* WORK REQUEST *
In the text below on wartime preparations in Israel and the Palestinian territories, substitute "protective masks" for "gas masks" and write out the part that opens with the words containing "But few preparations" and closes with "make individual preparations.".

* SUPPLIED PASSAGE *
At Bridges for Peace, an evangelical Christian organization based in Jerusalem, a $100,000 war aid chest has been created that can provide items like food, blankets and supplies to needy families who might be left homeless in an emergency.

Even if Israel doesn’t become a direct target of attack, such supplies can be used to ease conditions among those Israelis or Palestinians who will suffer from economic hardship during the crisis, said Clarence Wagner of the Bridges for Peace program. The sharp drop in tourism, for instance, has left hundreds of Christian Palestinian families in the Jerusalem and Bethlehem area jobless.

West Bank and Gazan church institutions are stockpiling food and water in the event that Israel declares a curfew and closure of Palestinian areas for the duration of a war, as it did in 1991.

“We have stockpiled food and water for three months for the hospital staff, patients and families at St. Luke’s Hospital in Nablus and Al Ahli Hospital in Gaza,” said Anglican Bishop Riah Abu El-Assal.


But few preparations have been made either by West Bank church institutions or by the general population for the possibility of chemical or biological war.

On the one hand, Israel has not distributed gas masks widely to Palestinians, saying it is the responsibility of the Palestinian Authority. And among most Palestinian families, Christian or Muslim, the overwhelming hardships of conducting daily life against the tumult of Israeli-Palestinian conflict has left them with few resources, either materially or emotionally, to make individual preparations.

According to U.N. estimates, over 50 percent of Palestinians in the West Bank and Gaza are now unemployed, and more than 60 percent are living under the poverty line. United Nations-sponsored food aid programs now extend to 220,000 Palestinian families, reaching almost half of the Palestinian population in the territories.

“The average family tries to keep a week’s supply of food on hand,” said Rana Khoury, acting director of Bethlehem’s International Center, which is supported by the Evangelical Lutheran Church. “But this is because they are anticipating an Israeli curfew in the event of a war with Iraq.

“In the first Gulf War, many Palestinian families also sealed rooms; this time around, nobody is. I think people have the feeling that things can’t get much worse than they already are for us.”

* THE DATA *
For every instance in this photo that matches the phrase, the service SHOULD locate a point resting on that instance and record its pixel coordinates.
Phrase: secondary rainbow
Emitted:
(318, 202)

...

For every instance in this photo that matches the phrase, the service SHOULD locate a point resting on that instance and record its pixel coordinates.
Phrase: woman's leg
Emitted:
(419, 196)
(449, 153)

* ANSWER TO THE EXERCISE *
But few preparations have been made either by West Bank church institutions or by the general population for the possibility of chemical or biological war.

On the one hand, Israel has not distributed protective masks widely to Palestinians, saying it is the responsibility of the Palestinian Authority. And among most Palestinian families, Christian or Muslim, the overwhelming hardships of conducting daily life against the tumult of Israeli-Palestinian conflict has left them with few resources, either materially or emotionally, to make individual preparations.